● Your goal
Copy out every record precisely.

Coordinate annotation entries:
-- begin --

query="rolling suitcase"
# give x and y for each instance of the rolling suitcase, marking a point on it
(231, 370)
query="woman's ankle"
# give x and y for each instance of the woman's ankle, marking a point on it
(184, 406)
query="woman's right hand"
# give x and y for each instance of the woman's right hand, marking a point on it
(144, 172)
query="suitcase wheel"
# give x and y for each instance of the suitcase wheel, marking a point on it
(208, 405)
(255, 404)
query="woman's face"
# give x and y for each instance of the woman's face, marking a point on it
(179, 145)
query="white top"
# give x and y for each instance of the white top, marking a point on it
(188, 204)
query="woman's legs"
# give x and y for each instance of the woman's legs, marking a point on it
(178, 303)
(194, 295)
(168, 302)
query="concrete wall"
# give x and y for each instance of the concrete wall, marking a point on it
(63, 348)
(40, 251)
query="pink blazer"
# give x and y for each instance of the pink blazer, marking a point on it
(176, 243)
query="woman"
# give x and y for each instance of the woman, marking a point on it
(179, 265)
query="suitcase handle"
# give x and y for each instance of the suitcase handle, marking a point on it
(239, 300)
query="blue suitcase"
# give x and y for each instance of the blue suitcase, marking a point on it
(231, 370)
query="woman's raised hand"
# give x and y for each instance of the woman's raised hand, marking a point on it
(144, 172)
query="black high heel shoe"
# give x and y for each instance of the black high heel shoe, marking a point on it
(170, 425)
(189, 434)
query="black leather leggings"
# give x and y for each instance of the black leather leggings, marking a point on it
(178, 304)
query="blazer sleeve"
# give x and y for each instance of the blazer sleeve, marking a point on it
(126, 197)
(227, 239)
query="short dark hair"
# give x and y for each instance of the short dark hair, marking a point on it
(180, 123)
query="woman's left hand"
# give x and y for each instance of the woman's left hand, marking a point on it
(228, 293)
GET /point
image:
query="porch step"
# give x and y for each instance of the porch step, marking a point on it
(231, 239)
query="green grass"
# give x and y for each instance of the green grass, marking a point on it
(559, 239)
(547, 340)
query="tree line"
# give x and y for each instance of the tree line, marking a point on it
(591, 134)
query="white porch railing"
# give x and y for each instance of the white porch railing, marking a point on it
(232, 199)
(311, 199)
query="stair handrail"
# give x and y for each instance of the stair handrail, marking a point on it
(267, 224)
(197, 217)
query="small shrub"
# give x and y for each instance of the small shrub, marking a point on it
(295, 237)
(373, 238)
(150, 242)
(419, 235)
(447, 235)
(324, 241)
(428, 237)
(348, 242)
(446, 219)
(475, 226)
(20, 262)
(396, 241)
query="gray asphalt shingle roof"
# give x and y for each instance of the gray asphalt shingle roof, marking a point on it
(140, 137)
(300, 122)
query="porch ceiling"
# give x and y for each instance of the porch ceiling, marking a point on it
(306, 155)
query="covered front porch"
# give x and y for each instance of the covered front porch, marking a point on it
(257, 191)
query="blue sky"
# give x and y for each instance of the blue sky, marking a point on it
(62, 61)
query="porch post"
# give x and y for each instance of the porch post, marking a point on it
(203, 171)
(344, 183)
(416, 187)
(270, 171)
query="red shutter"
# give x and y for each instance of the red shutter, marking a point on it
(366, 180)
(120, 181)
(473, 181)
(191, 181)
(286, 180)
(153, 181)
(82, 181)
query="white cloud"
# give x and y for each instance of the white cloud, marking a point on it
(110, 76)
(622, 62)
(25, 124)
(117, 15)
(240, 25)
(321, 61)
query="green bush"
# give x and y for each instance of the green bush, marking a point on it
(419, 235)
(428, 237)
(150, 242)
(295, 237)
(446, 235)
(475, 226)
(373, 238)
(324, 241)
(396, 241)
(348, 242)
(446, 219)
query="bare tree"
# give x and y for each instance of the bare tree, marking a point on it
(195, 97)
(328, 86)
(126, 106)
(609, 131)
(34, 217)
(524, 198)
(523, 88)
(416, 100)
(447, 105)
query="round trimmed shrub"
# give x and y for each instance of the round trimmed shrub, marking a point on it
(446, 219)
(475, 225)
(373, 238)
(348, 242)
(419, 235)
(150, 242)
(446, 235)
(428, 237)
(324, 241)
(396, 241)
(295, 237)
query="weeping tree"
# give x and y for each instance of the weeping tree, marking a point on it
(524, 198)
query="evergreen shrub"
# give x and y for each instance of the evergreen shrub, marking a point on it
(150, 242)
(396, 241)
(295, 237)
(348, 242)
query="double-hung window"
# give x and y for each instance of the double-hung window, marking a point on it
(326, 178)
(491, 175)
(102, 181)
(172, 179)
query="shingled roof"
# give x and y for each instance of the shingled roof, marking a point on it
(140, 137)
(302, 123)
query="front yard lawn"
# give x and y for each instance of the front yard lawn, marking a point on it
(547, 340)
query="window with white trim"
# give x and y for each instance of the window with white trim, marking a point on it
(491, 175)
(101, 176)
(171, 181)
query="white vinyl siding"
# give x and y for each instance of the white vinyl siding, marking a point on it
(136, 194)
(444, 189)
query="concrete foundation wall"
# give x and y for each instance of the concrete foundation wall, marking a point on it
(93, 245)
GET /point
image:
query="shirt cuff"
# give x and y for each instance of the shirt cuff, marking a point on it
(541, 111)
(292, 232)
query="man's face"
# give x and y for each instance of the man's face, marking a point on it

-- end --

● Result for this task
query="rolling suitcase"
# give x and y for each instance of the rolling suitcase, marking a point on it
(231, 370)
query="woman's ankle"
# give x and y for each instance of the woman's ankle, marking a point on it
(184, 406)
query="woman's right hand"
# give x and y for each instance of the woman's right hand, marking a point on it
(144, 172)
query="suitcase wheel"
# give x and y for each instance of the suitcase wheel, marking a point on it
(208, 405)
(255, 404)
query="woman's face"
# give x and y for each instance of the woman's face, marking a point on it
(179, 145)
query="white top"
# give x and y for each instance of the white top, marking a point on it
(188, 204)
query="woman's legs"
# give x and y for each instance of the woman's legs, marking a point on it
(178, 303)
(194, 295)
(168, 302)
query="concrete wall"
# give x and y for each instance of the concrete wall, marking a point on it
(63, 348)
(40, 251)
query="pink blazer"
# give x and y for each instance of the pink blazer, marking a point on it
(176, 243)
query="woman"
# give x and y for each instance of the woman, marking a point on it
(179, 265)
query="suitcase handle"
# give x and y for each instance of the suitcase handle, marking a point on it
(239, 300)
query="blue suitcase"
# give x and y for each instance of the blue suitcase, marking a point on it
(231, 370)
query="woman's raised hand"
# give x and y for each instance of the woman's raised hand, marking a point on it
(144, 172)
query="black high heel shoe"
# give x and y for each instance of the black high heel shoe, marking a point on it
(170, 425)
(189, 434)
query="black leather leggings"
# give x and y for each instance of the black leather leggings, marking a point on it
(178, 304)
query="blazer sleeve"
# give x and y for each instance of the blazer sleeve, marking a point on it
(126, 197)
(227, 239)
query="short dark hair"
# give x and y for each instance of the short dark hair, marking a point on it
(180, 123)
query="woman's left hand"
# give x and y for each instance of the woman's left hand, marking a point on it
(228, 293)
GET /point
image:
query="porch step"
# give x and y for each instance of the porch step, marking a point on it
(231, 239)
query="green grass"
# give x and y for each instance of the green grass, marking a point on it
(559, 239)
(547, 340)
query="tree line"
# give x and y for each instance of the tree line, marking a point on it
(591, 134)
query="white porch railing"
# give x and y for each instance of the white porch railing, marking a point on it
(232, 199)
(311, 199)
query="stair handrail"
# give x and y for each instance of the stair handrail, marking a point on it
(267, 224)
(197, 217)
query="small shrub"
# give x and y for each instance of the small shrub, marking a point on it
(295, 237)
(373, 238)
(150, 242)
(419, 235)
(447, 235)
(324, 241)
(428, 237)
(348, 242)
(446, 219)
(475, 226)
(20, 262)
(396, 241)
query="gray asphalt shingle roof"
# give x and y for each instance of the gray asphalt shingle roof, marking a point on it
(140, 137)
(300, 122)
query="porch ceiling"
# give x and y for each instance of the porch ceiling, marking a point on it
(306, 155)
query="covered front porch"
# give x and y for each instance of the covered front porch, marking a point on it
(257, 191)
query="blue sky"
# give x and y for each instance of the blue sky, marking a point on it
(62, 61)
query="porch post"
# give x and y for each instance of the porch post, marking a point on it
(203, 171)
(344, 183)
(416, 187)
(270, 171)
query="red shutter"
# give x and y for each instance of the red shutter, marking a point on it
(366, 180)
(120, 181)
(473, 181)
(191, 181)
(286, 180)
(153, 181)
(82, 181)
query="white cloud"
# give x and y for each instance of the white cloud, marking a point on it
(110, 76)
(622, 62)
(25, 124)
(117, 15)
(240, 25)
(321, 61)
query="green bush"
# give x and y for each instance of the green bush, marking a point on it
(419, 235)
(428, 237)
(150, 242)
(295, 237)
(446, 235)
(475, 226)
(373, 238)
(324, 241)
(396, 241)
(348, 242)
(446, 219)
query="bare tree"
# give x and y for each instance of the bare tree, marking a point on it
(195, 97)
(328, 86)
(126, 106)
(609, 131)
(34, 217)
(524, 198)
(523, 88)
(416, 100)
(447, 105)
query="round trimmed shrub"
# give x and y for each instance of the round trimmed shrub, marking a point on it
(446, 219)
(475, 225)
(373, 238)
(348, 242)
(419, 235)
(150, 242)
(446, 235)
(428, 237)
(324, 241)
(396, 241)
(295, 237)
query="weeping tree"
# give x and y for each instance of the weeping tree, marking a point on it
(524, 198)
query="evergreen shrub"
# give x and y for each instance of the evergreen shrub, marking a point on it
(150, 242)
(396, 241)
(295, 237)
(348, 242)
query="double-hung window"
# give x and y for each instance of the double-hung window, marking a point on it
(326, 178)
(491, 175)
(102, 181)
(172, 179)
query="shingled roof"
# give x and y for each instance of the shingled roof, marking a point on it
(140, 137)
(302, 123)
query="front yard lawn"
# give x and y for each instance of the front yard lawn, marking a point on it
(547, 340)
query="window with white trim"
# give x and y for each instance of the window with white trim, marking a point on it
(491, 175)
(101, 176)
(171, 181)
query="white vinyl siding"
# give x and y for each instance of the white vinyl siding, marking a point on it
(136, 194)
(444, 189)
query="concrete foundation wall"
# give x and y for each instance of the concrete foundation wall, marking a point on it
(93, 245)
GET /point
image:
query="shirt cuff"
# give x and y for each instance of the shirt cuff, marking a point on it
(541, 111)
(292, 232)
query="man's face"
# give x and y for each instance of the man's face, marking a point on it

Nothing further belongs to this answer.